On 5 August 1912, Hanisch left Vienna to return to Gablonz. From 1914 to 1917, he was a soldier in the First World War. On 4 July 1918, he came back to Vienna with his fiancée Franziska Bisurek; they married on 22 July 1918 and lived in Rauschergasse 19, XX District. The house belonged to the parents of a railroad conductor, Franz Feiler, a picture-collector, for whom Hanisch obtained various pictures.

On 20 July 1923, Hanisch was sentenced by the district court in Vienna to three months' imprisonment for theft. Hanisch was divorced on 17 April 1928. After 1930, Hanisch worked as a painter. He produced watercolors, which he sold as alleged works of Hitler from their years in Vienna. Hanisch often painted pictures of flowers in the style of the painter Olga Wisinger-Florian, which he sold as Hitler originals. To cover up the fraud, he had his friend Karl Leidenroth authenticate the forgeries. Nevertheless, on 7 May 1932, Hanisch was sentenced to three days in jail.

With Hitler's appointment as Chancellor in the spring of 1933, Hanisch became an object of interest. The Bavarian journalist and anti-Nazi Konrad Heiden, who was writing the first authoritative biography of Hitler, turned to Hanisch, then the only known witness of Hitler's Vienna period. Hanisch readily supplied information and was paid well. In the following years Hanisch made money from numerous interviews with national and international newspapers. Hanisch's memoir of Hitler posthumously appeared in 1939 in The New Republic.

Although Franz Feiler, the son of Hanisch's former landlord, was friendly with Hanisch, Feiler had acted since 1933 as a Viennese emissary of Hitler, on whose behalf he bought genuine and fake Hitler pictures in Vienna, and brought them to Germany. There they were either destroyed or transferred to the archives of the Nazi Party in Munich. In Easter 1933, in Berchtesgaden, Feiler gave Hitler some of Hanisch's "Hitler pictures". Hitler recognized these as forgeries, and instructed Feiler to file a complaint for fraud against Hanisch. Feiler followed Hitler's instructions, and on 6 July 1933, accused Hanisch of fraud. After spending several months in prison, Hanisch continued to forge Hitler's pictures.

On 16 November 1936, Hanisch was arrested. During a search of his rented room, the police found, in addition to manuscripts about Hitler, more Hitler fakes. On 2 December 1936, the Vienna regional court sentenced Hanisch to prison for fraud. Hanisch probably died in February 1937 in detention. Hanisch fakes occupied Hitler's staff for years after Hanisch's death. On 21 October 1942, Hitler ordered Heinrich Himmler to destroy three fake Hitler pictures, as well as other documents.

== Hanisch's statements about Hitler ==
Hanisch said Hitler had a marked disinclination to work. In particular, Hanisch disputed Hitler's assertion in Mein Kampf that Hitler had earned his living in Vienna for a time as a worker: "I've never seen him do hard work, yet I heard that he had labored as a construction worker. Contractors employ only strong and powerful people." Hanisch maintained that in windy speeches Hitler had repeatedly opposed the Social Democratic Party and, unlike the other residents of the men's home, always came down on the side of the state.

Work to complete:
- A) In the text on Hanisch, give the stretch from "With Hitler's appointment" through "The New Republic." again, swapping "interviews" for "conversations".
- B) According to the text on Hanisch, on what date did he marry Franziska Bisurek?

Extracted records:
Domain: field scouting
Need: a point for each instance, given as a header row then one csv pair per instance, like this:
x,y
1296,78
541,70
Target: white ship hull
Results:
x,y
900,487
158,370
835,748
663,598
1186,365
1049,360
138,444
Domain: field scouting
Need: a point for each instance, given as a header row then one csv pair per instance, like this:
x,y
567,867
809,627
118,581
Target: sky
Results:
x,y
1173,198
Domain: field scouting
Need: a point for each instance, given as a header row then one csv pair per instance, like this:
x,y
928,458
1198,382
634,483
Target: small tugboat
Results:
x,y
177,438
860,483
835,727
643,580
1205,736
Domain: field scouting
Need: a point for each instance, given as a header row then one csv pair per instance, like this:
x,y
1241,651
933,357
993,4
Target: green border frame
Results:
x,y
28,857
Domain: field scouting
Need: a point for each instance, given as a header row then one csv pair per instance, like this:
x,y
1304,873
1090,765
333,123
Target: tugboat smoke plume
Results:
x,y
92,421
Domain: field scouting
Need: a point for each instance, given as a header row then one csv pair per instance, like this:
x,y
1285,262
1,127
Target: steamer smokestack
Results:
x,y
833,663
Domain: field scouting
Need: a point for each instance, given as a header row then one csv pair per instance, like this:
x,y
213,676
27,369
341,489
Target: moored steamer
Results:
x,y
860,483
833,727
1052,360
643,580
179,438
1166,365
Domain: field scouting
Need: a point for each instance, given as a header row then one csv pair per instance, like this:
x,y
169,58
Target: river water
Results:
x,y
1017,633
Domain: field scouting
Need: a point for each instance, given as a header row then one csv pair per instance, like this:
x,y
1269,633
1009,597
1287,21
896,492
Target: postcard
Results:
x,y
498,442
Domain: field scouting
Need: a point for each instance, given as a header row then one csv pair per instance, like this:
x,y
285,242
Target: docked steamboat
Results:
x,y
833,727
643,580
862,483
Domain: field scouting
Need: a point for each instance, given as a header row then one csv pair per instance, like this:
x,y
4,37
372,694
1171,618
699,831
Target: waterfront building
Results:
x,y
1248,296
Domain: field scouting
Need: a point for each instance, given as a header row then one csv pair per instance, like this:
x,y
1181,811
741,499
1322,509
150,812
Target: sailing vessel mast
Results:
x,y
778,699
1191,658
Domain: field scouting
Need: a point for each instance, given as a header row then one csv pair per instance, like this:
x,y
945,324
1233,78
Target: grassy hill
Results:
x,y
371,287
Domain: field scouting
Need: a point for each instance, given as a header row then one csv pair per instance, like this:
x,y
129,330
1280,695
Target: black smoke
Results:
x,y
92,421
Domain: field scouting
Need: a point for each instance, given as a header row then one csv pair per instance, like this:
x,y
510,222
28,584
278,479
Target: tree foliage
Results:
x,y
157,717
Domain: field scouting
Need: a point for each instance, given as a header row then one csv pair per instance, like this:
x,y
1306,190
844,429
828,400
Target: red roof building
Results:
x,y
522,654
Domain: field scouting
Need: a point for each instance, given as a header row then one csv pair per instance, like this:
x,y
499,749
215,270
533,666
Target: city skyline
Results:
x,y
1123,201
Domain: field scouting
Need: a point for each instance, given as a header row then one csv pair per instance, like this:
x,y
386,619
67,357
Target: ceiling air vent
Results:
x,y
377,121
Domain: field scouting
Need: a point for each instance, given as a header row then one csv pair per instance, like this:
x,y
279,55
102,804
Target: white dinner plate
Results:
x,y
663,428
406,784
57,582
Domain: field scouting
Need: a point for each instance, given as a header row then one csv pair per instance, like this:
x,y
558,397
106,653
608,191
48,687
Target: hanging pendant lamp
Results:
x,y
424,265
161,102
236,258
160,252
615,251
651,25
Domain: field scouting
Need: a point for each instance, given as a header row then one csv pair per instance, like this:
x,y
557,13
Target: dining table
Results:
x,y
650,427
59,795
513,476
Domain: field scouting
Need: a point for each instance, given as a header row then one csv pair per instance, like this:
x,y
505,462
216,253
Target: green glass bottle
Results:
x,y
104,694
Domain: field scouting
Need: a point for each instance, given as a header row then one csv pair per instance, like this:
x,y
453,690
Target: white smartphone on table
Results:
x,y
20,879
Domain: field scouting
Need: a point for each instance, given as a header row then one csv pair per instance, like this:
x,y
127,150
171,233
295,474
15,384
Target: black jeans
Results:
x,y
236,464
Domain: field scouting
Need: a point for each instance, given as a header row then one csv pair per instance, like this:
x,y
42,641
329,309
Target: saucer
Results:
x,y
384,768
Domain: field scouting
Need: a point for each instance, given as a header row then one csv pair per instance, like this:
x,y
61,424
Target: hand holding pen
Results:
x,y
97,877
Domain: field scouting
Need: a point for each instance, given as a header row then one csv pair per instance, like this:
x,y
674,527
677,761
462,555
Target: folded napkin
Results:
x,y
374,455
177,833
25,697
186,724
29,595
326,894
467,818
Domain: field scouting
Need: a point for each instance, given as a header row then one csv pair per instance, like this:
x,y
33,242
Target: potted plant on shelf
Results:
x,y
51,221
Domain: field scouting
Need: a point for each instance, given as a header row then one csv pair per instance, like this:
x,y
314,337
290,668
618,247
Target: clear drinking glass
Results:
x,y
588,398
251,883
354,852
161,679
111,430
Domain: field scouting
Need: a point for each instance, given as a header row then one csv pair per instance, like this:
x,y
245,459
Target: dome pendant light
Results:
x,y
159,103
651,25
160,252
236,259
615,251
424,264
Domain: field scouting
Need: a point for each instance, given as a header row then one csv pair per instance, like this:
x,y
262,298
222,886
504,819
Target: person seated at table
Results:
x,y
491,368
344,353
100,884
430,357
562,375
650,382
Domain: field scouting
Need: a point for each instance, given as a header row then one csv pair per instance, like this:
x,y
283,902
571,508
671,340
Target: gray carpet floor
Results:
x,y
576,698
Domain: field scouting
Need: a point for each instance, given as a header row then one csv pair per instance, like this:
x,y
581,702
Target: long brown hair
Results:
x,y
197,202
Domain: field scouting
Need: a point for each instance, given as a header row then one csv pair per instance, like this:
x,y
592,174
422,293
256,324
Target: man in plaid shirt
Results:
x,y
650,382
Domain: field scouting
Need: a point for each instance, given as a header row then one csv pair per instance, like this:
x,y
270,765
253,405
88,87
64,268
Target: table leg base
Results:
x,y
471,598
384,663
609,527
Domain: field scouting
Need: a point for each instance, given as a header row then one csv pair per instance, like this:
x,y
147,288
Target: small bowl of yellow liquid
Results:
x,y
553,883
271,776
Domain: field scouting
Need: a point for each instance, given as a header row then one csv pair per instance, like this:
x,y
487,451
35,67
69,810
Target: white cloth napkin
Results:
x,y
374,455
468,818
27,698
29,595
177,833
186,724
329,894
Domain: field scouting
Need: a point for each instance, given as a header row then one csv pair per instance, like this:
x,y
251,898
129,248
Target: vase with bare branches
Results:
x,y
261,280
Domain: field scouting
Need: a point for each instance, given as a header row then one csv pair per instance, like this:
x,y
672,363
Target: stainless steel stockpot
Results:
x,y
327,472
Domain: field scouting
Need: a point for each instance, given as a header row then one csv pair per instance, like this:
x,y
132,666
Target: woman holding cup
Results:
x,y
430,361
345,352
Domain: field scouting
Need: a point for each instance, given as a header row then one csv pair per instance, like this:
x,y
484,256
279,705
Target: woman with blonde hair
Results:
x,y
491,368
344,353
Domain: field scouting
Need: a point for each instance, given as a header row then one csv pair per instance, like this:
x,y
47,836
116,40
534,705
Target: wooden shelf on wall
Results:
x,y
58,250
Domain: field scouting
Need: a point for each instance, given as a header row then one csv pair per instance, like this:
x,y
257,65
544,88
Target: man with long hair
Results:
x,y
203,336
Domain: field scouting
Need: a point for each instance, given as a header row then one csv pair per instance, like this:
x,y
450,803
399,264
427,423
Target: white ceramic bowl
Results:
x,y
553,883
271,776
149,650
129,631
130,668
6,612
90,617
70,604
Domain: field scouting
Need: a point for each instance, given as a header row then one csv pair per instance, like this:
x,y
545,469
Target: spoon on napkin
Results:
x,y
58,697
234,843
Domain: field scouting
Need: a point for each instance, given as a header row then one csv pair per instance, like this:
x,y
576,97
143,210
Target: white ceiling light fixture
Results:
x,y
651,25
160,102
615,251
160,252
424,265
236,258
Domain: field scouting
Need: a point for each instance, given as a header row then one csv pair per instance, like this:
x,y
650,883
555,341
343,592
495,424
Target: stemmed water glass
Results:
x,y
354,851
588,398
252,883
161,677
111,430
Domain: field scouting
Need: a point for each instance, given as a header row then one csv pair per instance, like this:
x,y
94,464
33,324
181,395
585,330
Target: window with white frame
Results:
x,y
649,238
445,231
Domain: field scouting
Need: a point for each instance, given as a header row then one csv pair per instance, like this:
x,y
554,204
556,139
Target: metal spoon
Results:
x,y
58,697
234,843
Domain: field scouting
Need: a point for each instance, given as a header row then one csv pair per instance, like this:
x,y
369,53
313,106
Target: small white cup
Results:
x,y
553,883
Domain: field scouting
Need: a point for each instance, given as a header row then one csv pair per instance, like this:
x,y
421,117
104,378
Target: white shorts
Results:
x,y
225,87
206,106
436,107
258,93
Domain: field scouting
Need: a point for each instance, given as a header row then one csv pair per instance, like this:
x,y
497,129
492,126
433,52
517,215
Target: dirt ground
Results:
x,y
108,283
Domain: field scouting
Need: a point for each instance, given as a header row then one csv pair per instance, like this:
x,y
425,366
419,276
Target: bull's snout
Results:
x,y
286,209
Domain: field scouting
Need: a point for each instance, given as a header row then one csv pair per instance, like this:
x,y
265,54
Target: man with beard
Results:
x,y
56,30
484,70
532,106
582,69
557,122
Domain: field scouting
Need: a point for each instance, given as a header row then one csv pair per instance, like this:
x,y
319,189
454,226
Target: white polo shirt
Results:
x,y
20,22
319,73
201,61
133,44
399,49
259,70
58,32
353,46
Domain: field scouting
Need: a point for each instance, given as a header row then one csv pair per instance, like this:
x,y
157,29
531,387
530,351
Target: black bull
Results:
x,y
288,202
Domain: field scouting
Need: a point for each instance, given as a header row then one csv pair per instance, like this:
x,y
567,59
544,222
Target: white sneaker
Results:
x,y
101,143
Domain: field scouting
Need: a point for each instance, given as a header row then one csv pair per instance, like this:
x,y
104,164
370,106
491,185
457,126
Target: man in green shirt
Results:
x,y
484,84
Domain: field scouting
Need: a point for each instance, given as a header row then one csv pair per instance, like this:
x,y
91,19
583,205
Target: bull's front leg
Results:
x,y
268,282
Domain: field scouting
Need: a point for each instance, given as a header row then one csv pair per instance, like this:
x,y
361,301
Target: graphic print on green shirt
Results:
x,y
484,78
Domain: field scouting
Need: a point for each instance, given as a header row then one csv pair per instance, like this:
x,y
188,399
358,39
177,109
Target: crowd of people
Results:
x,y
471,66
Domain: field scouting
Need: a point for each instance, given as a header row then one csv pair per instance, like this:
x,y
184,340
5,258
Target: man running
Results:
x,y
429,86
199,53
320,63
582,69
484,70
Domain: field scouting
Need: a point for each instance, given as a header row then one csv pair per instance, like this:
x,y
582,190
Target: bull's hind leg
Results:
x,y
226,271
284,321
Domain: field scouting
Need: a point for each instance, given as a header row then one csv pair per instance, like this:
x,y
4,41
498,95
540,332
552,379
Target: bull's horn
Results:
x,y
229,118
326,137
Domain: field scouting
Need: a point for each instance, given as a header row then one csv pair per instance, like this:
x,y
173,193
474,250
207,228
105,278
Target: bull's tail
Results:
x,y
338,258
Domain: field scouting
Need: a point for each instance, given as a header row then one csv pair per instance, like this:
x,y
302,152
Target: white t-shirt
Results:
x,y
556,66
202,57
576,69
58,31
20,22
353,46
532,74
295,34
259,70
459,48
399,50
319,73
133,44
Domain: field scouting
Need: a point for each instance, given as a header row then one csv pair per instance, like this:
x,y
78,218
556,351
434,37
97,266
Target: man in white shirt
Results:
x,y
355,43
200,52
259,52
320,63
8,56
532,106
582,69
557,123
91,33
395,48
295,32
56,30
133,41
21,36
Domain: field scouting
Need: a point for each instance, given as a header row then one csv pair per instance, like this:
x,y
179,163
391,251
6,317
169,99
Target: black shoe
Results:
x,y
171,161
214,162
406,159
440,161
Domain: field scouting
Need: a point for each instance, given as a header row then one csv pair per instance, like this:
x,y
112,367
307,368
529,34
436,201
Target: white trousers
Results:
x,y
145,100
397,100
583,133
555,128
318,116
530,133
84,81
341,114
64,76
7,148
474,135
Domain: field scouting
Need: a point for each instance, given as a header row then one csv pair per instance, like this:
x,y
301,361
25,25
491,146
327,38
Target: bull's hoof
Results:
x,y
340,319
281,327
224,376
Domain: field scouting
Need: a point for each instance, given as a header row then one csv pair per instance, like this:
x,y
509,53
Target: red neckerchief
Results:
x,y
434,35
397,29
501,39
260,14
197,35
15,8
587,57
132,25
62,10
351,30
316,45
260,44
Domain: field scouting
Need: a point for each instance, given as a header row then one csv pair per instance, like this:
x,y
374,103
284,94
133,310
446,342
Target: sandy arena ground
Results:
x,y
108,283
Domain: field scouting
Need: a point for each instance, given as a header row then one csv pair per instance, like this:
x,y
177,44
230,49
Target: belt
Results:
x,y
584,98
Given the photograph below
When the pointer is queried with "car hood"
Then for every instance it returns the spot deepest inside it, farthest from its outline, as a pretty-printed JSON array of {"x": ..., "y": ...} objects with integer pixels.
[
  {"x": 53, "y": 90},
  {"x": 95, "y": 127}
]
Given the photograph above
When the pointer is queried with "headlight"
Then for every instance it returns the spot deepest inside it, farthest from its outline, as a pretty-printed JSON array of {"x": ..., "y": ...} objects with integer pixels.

Solutions in order:
- A)
With Hitler's appointment as Chancellor in the spring of 1933, Hanisch became an object of interest. The Bavarian journalist and anti-Nazi Konrad Heiden, who was writing the first authoritative biography of Hitler, turned to Hanisch, then the only known witness of Hitler's Vienna period. Hanisch readily supplied information and was paid well. In the following years Hanisch made money from numerous conversations with national and international newspapers. Hanisch's memoir of Hitler posthumously appeared in 1939 in The New Republic.

- B) 22 July 1918